DIRECTIVE A ▸
From the passage on Europe, please return the text from "It is true that" to "unable-or unwilling-to fulfill.", copied word for word.
DIRECTIVE B ▸
Answer these questions using the passage on Europe:
(i) Who stated that there are two Europes?
(ii) Who is named as Germany's new chancellor?
(iii) What does the passage call an "enormous error"?

PASSAGE PROVIDED ▸
-- Begin --

Second, it has been proven time and again that Europeans and Americans have more in common than what divides us. Moreover, when we manage to carry out coordinated policies and joint measures, the results are always much better. The Iran situation is a case in point. Until now, there has been a tacit agreement that the Europeans are the ones who should head talks with the Iranian authorities. However, as it becomes apparent that these negotiations are leading us nowhere, instead of criticizing the Americans for always seeking to wield their "big stick," we should seek out a joint course of action, using all the tools at our disposal. To ridicule President Bush for stating that no option can be ruled out is to deny the fact that diplomacy works best when words are backed up by the possibility of force.
Europe is supposed to be enjoying Year One of its Constitutional Treaty. It should also be halfway through the Lisbon Agenda and halfway toward making the European Economic Area the most competitive in the world. But not one of these objectives has been fulfilled. Europe is not in Year One, but in Year Zero. Nevertheless, in spite of what the prophets of doom have claimed, the rejection of the Constitutional Treaty is not the end of the world for the European Union. Quite the contrary, in fact.
It is true that Europe suffers from a problem of trust and credibility. But this is not only due to the enormous gulf of misunderstanding that has opened up between the European bureaucracy and the European Union's citizens. Above all, it is because the Union has progressively acquired commitments that its member states have subsequently been unable-or unwilling-to fulfill.
Donald Rumsfeld has stated that there are two Europes: an Old Europe and a New Europe. In reality, there are two existing visions for a single Europe: one is based on a state-controlled and interventionist approach to economic matters and seeks to create a counterweight to American policies abroad; the other is a free and classically liberal Europe, one that values the idea of being a loyal ally of the United States. These two outlooks became entrenched during the Iraq crisis, and have yet to be reconciled.
Despite the fact that pessimism reigns over Europe today, I believe that there is cause for optimism. This is not only because leaders can change public opinion, but also because the leaders themselves can change. Europe has not simply been paralyzed by voters' rejection of the Constitution. It has also been awaiting the outcome of the recent German elections and-even though the electoral results were not the clear victory predicted for the Christian Democrats-at the end of the day, Angela Merkel is Germany's new chancellor.
Pessimism should be overcome. It is not too late to change gears in Europe. Immobilism and soft or "decaffeinated" leaders are the worst possible prescriptions for Europe right now. Europe is under existential pressures-from the threat of terrorism, to the risks of economic decline and the perils of a demography characterized by an aging population and an insufficient birth rate, to the persistence of bad ideas about how to face our future. And Europe must find a way to cope with these pressures.
To me, the roadmap for a better future is simple and clear: We must recover our principles, the deepest roots of Europe-for example, our Christian roots, our own cultural beliefs, setting aside the enormous error of multiculturalism. And we should revive a strong will to strengthen our alliances and our commitments to our like-minded friends. We also need to increase the influence of Europe by promoting policies favoring reform, flexibility, and openness. And lastly, we need to decide how to define Europe as a power alongside the United States, as a strong part of the Western world, but not a counter-power to the U.S. It would be foolish to play the game of dividing the Atlantic world.

-- End --

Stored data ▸
-- Begin --

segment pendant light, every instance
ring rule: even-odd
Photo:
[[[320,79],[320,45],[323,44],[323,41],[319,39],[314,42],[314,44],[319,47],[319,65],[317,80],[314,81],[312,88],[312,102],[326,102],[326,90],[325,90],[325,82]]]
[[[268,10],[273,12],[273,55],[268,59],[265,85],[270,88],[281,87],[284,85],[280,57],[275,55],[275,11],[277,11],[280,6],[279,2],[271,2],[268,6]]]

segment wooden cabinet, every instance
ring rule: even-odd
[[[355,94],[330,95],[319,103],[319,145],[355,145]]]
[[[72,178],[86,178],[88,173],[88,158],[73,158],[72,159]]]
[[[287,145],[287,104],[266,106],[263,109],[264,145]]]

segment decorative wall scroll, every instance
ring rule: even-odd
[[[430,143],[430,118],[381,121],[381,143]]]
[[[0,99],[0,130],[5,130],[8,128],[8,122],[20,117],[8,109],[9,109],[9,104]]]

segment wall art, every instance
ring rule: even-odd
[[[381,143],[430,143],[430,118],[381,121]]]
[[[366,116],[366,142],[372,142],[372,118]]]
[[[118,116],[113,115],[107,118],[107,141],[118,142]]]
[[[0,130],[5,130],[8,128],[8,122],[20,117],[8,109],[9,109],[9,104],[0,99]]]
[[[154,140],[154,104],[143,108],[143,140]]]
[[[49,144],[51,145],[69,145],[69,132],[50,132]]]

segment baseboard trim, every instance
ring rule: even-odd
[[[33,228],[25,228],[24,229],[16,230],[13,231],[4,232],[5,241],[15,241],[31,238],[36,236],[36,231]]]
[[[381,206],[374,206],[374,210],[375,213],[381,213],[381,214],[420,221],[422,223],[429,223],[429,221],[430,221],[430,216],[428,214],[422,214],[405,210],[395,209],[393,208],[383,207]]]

-- End --

EXPECTED OUTPUT A ▸
It is true that Europe suffers from a problem of trust and credibility. But this is not only due to the enormous gulf of misunderstanding that has opened up between the European bureaucracy and the European Union's citizens. Above all, it is because the Union has progressively acquired commitments that its member states have subsequently been unable-or unwilling-to fulfill.

EXPECTED OUTPUT B ▸
(i) Donald Rumsfeld
(ii) Angela Merkel
(iii) Multiculturalism